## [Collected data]
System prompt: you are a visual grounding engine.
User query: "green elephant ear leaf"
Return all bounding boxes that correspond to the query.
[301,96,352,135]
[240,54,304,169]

## [Requirement]
Without omitting anything, output the entries exactly.

## [Reply to the exercise]
System prompt: you are a visual grounding engine.
User query: "green elephant ear leaf"
Return all bounding boxes that correspond to the query.
[301,96,352,135]
[240,54,304,169]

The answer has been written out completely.